Task requirements → Output, exactly and in full, only the lines from the one containing "Find the navy" to the last line of the data. Pictures should not appear.

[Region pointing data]
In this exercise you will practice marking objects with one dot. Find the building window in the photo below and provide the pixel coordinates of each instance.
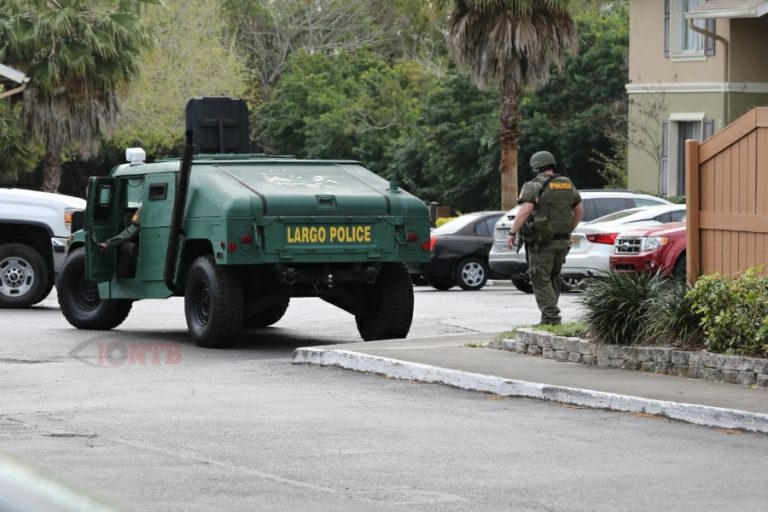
(680, 42)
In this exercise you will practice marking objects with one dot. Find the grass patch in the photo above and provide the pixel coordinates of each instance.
(571, 329)
(506, 335)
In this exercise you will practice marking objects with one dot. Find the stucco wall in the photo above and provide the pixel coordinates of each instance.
(647, 63)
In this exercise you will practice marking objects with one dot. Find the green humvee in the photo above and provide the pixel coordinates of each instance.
(238, 235)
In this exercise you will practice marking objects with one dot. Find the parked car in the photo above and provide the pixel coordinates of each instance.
(657, 249)
(459, 250)
(34, 229)
(592, 242)
(514, 265)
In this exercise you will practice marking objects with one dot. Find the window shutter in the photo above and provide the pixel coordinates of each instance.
(710, 41)
(666, 28)
(709, 128)
(664, 171)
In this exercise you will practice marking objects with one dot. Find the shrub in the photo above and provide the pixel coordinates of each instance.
(733, 311)
(618, 305)
(672, 319)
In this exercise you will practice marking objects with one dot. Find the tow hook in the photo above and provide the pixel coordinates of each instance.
(369, 274)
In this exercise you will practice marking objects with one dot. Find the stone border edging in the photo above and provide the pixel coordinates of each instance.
(749, 371)
(692, 413)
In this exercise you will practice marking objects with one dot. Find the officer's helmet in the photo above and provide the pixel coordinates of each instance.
(542, 159)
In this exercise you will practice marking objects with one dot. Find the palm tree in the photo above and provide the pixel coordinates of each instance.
(510, 44)
(80, 55)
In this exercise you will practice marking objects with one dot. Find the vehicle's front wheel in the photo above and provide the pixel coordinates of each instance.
(388, 310)
(213, 303)
(472, 274)
(23, 276)
(79, 298)
(523, 285)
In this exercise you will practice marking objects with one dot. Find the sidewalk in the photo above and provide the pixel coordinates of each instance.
(459, 361)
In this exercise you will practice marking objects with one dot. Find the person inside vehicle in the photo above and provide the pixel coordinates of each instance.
(550, 209)
(128, 241)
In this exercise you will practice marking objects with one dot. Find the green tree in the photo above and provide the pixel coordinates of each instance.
(511, 45)
(350, 104)
(581, 114)
(451, 154)
(80, 55)
(18, 155)
(178, 68)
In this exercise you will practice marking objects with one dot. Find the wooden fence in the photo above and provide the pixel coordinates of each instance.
(727, 214)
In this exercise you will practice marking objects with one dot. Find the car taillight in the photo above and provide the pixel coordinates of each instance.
(603, 238)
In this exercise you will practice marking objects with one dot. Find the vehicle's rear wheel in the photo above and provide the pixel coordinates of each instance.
(523, 285)
(79, 298)
(213, 303)
(23, 276)
(570, 284)
(441, 283)
(472, 274)
(389, 305)
(269, 316)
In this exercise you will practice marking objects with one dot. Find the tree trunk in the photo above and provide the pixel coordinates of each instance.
(52, 170)
(509, 135)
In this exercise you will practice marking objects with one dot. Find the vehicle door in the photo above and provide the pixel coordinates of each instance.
(484, 232)
(157, 209)
(100, 223)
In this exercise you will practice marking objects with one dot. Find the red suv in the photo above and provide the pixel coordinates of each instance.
(657, 249)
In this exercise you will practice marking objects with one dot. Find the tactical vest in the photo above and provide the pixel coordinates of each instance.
(556, 202)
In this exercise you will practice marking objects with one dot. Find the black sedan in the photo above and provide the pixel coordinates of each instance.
(459, 251)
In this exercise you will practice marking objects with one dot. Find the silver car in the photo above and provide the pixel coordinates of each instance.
(597, 203)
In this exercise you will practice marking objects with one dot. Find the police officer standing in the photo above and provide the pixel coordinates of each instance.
(550, 208)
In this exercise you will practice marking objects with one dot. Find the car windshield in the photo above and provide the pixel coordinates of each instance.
(455, 225)
(616, 215)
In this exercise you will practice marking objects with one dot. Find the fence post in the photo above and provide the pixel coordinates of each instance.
(692, 209)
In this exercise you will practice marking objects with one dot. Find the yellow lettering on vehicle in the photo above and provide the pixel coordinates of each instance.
(333, 234)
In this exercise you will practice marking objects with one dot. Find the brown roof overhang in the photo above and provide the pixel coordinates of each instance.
(729, 9)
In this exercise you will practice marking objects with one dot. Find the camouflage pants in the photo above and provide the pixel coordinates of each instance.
(544, 265)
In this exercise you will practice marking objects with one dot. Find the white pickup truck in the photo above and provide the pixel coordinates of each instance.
(34, 228)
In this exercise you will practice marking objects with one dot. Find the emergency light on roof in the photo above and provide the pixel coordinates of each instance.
(135, 155)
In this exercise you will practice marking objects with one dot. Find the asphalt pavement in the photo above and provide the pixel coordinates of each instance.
(465, 361)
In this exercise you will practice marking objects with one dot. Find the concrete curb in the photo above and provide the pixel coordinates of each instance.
(691, 413)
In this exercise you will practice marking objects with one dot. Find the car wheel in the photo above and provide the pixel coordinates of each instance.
(388, 312)
(269, 316)
(472, 274)
(23, 276)
(213, 303)
(441, 283)
(570, 284)
(79, 298)
(523, 285)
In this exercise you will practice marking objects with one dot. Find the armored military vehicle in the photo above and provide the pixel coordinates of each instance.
(237, 235)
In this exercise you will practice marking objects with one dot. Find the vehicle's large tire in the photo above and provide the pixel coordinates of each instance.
(23, 276)
(79, 298)
(213, 303)
(389, 305)
(269, 316)
(472, 274)
(441, 283)
(523, 285)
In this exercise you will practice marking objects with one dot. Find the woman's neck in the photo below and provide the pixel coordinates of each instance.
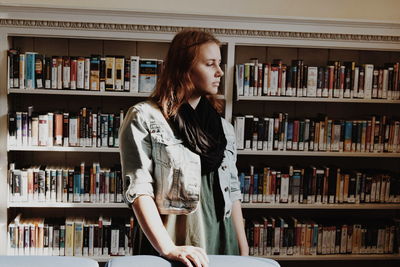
(194, 101)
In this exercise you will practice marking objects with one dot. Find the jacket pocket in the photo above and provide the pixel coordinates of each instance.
(179, 173)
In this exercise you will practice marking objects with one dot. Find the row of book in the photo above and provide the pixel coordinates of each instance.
(84, 129)
(82, 183)
(319, 185)
(74, 236)
(31, 70)
(292, 236)
(278, 132)
(335, 80)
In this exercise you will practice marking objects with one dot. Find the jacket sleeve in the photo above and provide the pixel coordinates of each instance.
(136, 161)
(236, 194)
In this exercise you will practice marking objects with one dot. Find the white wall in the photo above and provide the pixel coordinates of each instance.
(377, 10)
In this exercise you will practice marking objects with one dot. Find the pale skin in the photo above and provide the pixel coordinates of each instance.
(205, 74)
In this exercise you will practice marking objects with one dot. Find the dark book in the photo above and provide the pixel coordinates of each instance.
(39, 71)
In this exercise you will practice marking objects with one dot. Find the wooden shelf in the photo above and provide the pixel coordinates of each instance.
(76, 92)
(65, 149)
(318, 154)
(82, 93)
(333, 257)
(317, 99)
(336, 257)
(391, 206)
(64, 205)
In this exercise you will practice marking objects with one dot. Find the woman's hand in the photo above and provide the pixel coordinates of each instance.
(188, 255)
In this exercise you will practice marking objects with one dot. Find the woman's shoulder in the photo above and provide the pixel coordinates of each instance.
(227, 126)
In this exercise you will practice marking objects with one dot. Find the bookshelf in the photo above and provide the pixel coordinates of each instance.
(147, 35)
(318, 154)
(346, 206)
(315, 99)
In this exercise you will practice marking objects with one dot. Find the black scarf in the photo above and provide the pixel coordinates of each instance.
(201, 131)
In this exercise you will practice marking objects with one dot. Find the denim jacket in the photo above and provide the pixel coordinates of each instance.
(156, 163)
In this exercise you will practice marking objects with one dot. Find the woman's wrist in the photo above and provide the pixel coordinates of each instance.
(166, 250)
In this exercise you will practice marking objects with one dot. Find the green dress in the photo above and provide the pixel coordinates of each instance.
(206, 227)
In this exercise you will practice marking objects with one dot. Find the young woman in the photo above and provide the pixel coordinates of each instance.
(178, 160)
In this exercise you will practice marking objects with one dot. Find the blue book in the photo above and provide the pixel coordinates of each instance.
(241, 180)
(77, 185)
(348, 135)
(246, 191)
(30, 70)
(255, 187)
(147, 75)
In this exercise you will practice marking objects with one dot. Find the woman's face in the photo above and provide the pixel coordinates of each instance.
(206, 72)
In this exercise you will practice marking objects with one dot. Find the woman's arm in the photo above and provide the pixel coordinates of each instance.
(150, 221)
(237, 219)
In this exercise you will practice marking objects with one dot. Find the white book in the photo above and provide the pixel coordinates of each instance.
(134, 79)
(69, 236)
(368, 77)
(87, 73)
(80, 74)
(273, 85)
(239, 73)
(43, 130)
(35, 131)
(50, 124)
(67, 77)
(114, 241)
(22, 71)
(312, 81)
(73, 132)
(78, 236)
(385, 83)
(354, 91)
(284, 188)
(18, 118)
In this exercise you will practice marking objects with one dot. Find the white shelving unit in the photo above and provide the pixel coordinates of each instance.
(65, 205)
(66, 149)
(317, 99)
(317, 154)
(149, 34)
(344, 206)
(336, 257)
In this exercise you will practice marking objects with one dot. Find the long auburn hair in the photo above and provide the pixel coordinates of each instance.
(175, 86)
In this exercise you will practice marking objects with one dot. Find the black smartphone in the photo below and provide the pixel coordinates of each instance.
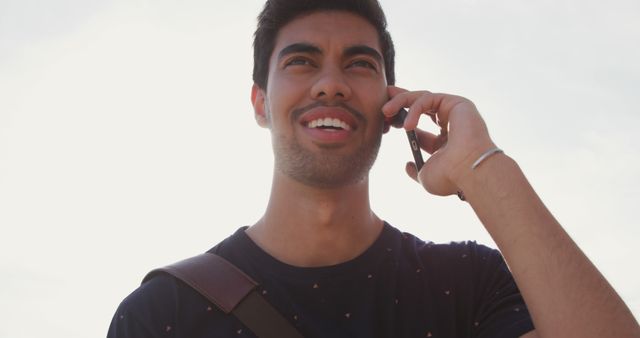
(398, 121)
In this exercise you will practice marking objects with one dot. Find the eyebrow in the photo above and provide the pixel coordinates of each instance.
(363, 50)
(299, 48)
(308, 48)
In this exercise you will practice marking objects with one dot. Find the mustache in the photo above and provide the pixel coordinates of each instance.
(295, 114)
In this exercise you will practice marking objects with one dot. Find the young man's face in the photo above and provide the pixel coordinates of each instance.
(322, 103)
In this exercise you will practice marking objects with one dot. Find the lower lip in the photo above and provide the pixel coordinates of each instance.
(328, 135)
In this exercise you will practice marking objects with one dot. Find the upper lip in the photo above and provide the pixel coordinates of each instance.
(341, 112)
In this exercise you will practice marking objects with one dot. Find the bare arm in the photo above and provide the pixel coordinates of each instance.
(565, 294)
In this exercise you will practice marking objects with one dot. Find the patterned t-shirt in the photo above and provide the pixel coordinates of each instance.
(400, 287)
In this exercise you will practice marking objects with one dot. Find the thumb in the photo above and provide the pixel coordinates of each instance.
(412, 171)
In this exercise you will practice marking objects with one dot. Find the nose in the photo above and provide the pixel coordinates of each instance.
(331, 86)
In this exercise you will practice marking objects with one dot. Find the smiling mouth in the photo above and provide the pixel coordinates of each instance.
(328, 124)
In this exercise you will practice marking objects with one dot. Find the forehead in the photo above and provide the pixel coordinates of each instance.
(327, 29)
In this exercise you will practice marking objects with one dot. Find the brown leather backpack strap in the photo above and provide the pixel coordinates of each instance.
(232, 291)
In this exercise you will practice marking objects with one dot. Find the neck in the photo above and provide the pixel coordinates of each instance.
(307, 226)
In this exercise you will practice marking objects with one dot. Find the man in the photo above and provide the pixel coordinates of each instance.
(323, 72)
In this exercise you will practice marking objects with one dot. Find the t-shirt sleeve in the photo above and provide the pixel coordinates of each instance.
(143, 314)
(499, 306)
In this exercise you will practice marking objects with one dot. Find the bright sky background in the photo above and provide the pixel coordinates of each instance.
(127, 138)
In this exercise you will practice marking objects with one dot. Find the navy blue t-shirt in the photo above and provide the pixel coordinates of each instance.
(400, 287)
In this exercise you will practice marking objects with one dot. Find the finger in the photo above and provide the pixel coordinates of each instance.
(427, 140)
(430, 142)
(442, 104)
(412, 171)
(400, 100)
(393, 91)
(427, 103)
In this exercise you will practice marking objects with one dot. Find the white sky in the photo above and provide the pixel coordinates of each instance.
(127, 138)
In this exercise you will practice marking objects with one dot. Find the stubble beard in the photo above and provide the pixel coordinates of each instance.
(325, 168)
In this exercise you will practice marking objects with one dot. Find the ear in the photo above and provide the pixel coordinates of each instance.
(258, 101)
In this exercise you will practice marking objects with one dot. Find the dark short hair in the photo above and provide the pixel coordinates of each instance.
(277, 13)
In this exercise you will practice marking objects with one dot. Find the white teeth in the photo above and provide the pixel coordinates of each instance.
(329, 122)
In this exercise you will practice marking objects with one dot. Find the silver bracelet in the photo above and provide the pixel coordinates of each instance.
(475, 164)
(486, 155)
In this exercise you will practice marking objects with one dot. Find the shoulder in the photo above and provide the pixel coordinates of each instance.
(148, 311)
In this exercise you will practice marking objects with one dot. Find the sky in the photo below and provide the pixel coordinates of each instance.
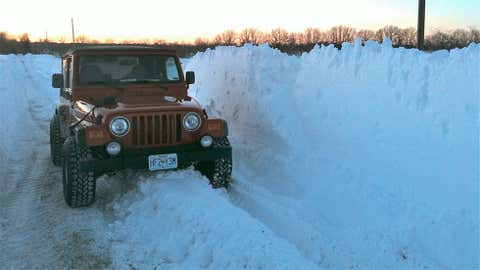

The answer →
In this exercise you will practice marking objects with one dot. Find the navy blue t-shirt in the photo above and provide the pixel coordinates of each instance.
(400, 287)
In this exercise you will practice marking objects with one dot. Find the finger in the photo above and provide the pixel coordinates of each instance.
(427, 140)
(430, 142)
(442, 104)
(412, 171)
(400, 100)
(393, 91)
(427, 103)
In this exercise you will practice marking objects with one dot. Find the white sky in the photo above and provide the pixel coordinates of each instance.
(127, 138)
In this exercise you will practice marking objects with one dot. Find the stubble beard in the photo above and provide the pixel coordinates of each instance.
(325, 168)
In this exercise you will practice marking objects with one dot. Find the ear in the photo above and provide the pixel coordinates of each instance.
(258, 101)
In this exercise you will practice marking objects with one dot. Find the dark short hair in the photo above and provide the pixel coordinates of each instance.
(277, 13)
In this exercise you will practice marking objects with one dot. Find the white teeth in the photo above and provide the pixel coordinates of each instance.
(329, 122)
In this exercise you will practice marking objects with one dot. Find the silver bracelet in the photo above and provide the pixel coordinates of each instance.
(475, 164)
(486, 155)
In this exercise you will practice marking objects with one dot. Find the shoulder in the photo above and provide the pixel coordinates of each instance.
(148, 311)
In this exercise you will practice marking objects with one dot. Find the sky in the photo below and provide the pixel coordinates of each instance.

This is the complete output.